• [FRAGMENTO PROPORCIONADO]
────────────────────────────────────────

Hay un cuento de
cuando tenía cinco o seis años, de una conversación con mi mamá sobre una inquietud
rarísima que me obsesionó por mucho tiempo.
La frase clave de la conversa era:
“Mamá. Tengo miedo… Tengo miedo de ser…
puta!!!”.
Cinco años, CINCO.
Hoy entiendo que
tenía un miedo enorme a sentir atracción por los clásicos instintos sexuales
primerizos. Veía una película que me parecía sexy y pensaba que iba a ser una
puta, normal. Tan normal como creer que los bebés vienen de que un hombre le
haga pipí adentro a una mujer. Children stuff.
Hoy ya no hay
tanto miedo pero más locura.
Hoy hay veces en
las que sin querer, como ahora, pasan por mi cabeza muy rápidamente las
imágenes más depravadas posibles en la vida del universo galáctico. Es algo que
a veces trasciende lo sexy y es sólo… depravado. No hay otra manera de ponerlo.
Estos glimpses de perversión vienen y van. Y cuando tengo suficiente conciencia
como para darme cuenta de lo que me estoy imaginando, y lo que es peor, cuando
empiezo a ponerle rostros a los involucrados, tengo que hacer algo, algún gesto
físico que detenga esta locura. Generalmente es una sacudida de cabeza, un
apretón de párpados. Cualquier cosa que detenga esa sinapsis extraña.
Y no es que
vengo pensando en algo y voy hilando una historia que termine vinculada con la
depravación. No. Es que de repente estoy comprando harina pan y pienso en
Nicolás Maduro con mi prima menor y un mapache. Y esto es light. Una foto,
pues. Un capture, cero historia ahí para desarrollar. Y no lo disfruto, es una
cuestión de cuán lejos puedo llegar.

────────────────────────────────────────

• [SECCIÓN DE DATOS]

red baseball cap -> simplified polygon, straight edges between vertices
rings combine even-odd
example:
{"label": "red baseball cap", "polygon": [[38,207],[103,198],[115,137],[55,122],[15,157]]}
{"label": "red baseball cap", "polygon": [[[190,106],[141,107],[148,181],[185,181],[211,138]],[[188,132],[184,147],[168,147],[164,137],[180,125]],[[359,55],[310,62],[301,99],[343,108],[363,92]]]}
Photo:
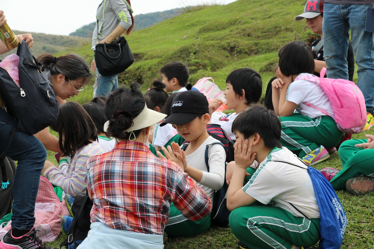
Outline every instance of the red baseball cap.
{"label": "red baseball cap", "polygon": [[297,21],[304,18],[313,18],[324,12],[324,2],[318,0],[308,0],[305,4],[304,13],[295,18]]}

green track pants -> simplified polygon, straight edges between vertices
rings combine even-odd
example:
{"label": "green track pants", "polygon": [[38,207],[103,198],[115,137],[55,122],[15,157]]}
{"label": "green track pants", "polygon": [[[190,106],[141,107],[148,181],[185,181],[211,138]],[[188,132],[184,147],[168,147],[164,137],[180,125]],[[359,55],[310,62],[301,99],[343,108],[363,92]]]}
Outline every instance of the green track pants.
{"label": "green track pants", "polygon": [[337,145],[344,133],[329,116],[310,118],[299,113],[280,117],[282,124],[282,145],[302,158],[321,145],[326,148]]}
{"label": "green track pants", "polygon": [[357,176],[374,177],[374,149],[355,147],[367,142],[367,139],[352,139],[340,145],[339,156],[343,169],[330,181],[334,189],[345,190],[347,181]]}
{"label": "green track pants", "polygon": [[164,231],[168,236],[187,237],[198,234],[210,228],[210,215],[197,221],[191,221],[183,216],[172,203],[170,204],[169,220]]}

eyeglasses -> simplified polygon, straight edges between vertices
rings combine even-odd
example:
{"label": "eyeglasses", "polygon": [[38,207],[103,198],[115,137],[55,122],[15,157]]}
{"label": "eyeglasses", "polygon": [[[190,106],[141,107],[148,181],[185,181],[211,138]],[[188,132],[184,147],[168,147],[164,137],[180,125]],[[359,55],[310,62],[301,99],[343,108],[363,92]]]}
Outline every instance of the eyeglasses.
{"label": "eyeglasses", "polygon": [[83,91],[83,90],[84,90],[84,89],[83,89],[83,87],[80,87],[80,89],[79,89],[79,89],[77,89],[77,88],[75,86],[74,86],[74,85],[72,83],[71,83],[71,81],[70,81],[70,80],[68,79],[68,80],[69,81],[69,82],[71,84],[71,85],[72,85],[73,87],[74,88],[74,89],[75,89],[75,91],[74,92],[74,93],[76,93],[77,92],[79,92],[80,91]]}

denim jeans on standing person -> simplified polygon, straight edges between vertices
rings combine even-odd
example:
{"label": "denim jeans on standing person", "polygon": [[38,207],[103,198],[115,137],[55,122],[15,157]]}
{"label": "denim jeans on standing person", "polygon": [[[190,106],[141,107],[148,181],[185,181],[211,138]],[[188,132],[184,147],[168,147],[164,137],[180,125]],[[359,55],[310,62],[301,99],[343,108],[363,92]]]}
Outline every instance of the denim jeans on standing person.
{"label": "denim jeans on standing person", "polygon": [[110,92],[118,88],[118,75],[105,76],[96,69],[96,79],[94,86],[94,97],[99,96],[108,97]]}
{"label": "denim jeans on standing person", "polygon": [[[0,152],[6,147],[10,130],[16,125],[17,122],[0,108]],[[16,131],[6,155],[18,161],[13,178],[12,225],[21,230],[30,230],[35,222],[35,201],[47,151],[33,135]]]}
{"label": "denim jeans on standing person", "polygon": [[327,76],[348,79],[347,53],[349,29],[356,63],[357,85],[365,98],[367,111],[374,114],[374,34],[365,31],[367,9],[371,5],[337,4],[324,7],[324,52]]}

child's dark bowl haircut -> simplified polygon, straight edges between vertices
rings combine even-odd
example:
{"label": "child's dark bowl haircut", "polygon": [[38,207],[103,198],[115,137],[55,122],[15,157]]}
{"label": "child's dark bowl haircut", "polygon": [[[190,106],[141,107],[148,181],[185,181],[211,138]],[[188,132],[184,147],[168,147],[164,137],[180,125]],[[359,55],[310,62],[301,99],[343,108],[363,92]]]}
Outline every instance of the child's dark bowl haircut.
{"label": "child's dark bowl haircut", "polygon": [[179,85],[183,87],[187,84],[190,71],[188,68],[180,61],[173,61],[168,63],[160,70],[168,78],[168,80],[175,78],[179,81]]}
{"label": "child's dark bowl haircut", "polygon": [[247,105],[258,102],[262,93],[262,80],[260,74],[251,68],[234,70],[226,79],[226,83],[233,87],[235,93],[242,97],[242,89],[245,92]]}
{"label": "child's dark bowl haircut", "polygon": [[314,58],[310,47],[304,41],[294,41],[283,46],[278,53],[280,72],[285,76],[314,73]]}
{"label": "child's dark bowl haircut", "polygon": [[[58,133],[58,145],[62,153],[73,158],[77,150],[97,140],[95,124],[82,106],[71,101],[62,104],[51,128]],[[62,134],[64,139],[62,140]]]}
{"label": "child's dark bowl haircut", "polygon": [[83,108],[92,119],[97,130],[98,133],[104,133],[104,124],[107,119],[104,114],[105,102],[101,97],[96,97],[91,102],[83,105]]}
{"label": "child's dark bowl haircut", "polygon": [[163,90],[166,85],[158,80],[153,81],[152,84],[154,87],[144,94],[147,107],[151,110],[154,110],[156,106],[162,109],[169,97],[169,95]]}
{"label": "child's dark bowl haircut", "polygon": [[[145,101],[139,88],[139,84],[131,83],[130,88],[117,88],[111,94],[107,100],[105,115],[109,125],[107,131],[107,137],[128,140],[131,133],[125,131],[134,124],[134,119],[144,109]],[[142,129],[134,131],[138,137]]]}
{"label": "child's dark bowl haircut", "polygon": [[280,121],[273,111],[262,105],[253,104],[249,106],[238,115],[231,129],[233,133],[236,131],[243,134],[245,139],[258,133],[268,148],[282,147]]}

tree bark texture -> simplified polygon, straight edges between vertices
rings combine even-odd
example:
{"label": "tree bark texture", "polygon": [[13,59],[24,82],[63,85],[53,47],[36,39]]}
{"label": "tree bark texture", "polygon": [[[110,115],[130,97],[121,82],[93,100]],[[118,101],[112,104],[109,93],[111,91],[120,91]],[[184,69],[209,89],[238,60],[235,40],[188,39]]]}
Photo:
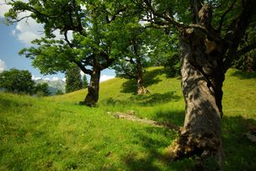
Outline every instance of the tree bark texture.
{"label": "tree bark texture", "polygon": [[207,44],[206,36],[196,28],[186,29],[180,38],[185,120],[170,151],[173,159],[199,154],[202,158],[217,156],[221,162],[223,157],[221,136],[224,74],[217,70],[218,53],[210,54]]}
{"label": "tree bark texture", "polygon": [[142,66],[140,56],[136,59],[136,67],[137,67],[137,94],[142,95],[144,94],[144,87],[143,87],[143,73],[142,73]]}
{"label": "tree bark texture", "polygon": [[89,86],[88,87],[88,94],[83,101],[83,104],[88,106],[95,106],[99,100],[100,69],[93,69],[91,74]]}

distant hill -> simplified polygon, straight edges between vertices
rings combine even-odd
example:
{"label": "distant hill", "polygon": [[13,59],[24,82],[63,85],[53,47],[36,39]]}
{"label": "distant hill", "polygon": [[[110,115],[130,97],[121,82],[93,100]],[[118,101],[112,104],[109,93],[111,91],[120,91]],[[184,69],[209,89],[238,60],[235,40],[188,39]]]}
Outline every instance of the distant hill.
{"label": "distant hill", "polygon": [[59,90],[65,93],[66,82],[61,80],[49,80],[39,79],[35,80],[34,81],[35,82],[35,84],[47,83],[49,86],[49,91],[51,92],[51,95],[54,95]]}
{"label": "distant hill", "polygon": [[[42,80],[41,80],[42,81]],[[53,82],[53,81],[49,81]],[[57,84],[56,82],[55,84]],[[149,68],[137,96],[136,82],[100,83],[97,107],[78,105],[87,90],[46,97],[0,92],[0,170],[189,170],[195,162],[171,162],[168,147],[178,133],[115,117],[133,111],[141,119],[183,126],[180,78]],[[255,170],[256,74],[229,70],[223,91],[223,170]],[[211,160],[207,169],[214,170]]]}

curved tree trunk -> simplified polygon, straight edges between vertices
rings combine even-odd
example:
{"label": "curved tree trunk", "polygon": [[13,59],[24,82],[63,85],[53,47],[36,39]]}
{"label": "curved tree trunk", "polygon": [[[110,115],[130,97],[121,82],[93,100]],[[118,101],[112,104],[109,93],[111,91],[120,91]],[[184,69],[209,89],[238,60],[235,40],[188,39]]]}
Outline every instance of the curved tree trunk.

────────────────────────────────────────

• [EXPLORA EL MATERIAL]
(1) Según el fragmento, ¿con qué gesto físico se suelen detener esas imágenes que pasan por la cabeza?
(2) Reproduce sin cambios el tramo del fragmento que va desde "Hoy hay veces" hasta "esa sinapsis extraña.".
Los datos no tienen ningún papel en esto.

• [RESPUESTAS POR PUNTO]
(1) Generalmente con una sacudida de cabeza o un apretón de párpados.

(2)
Hoy hay veces en
las que sin querer, como ahora, pasan por mi cabeza muy rápidamente las
imágenes más depravadas posibles en la vida del universo galáctico. Es algo que
a veces trasciende lo sexy y es sólo… depravado. No hay otra manera de ponerlo.
Estos glimpses de perversión vienen y van. Y cuando tengo suficiente conciencia
como para darme cuenta de lo que me estoy imaginando, y lo que es peor, cuando
empiezo a ponerle rostros a los involucrados, tengo que hacer algo, algún gesto
físico que detenga esta locura. Generalmente es una sacudida de cabeza, un
apretón de párpados. Cualquier cosa que detenga esa sinapsis extraña.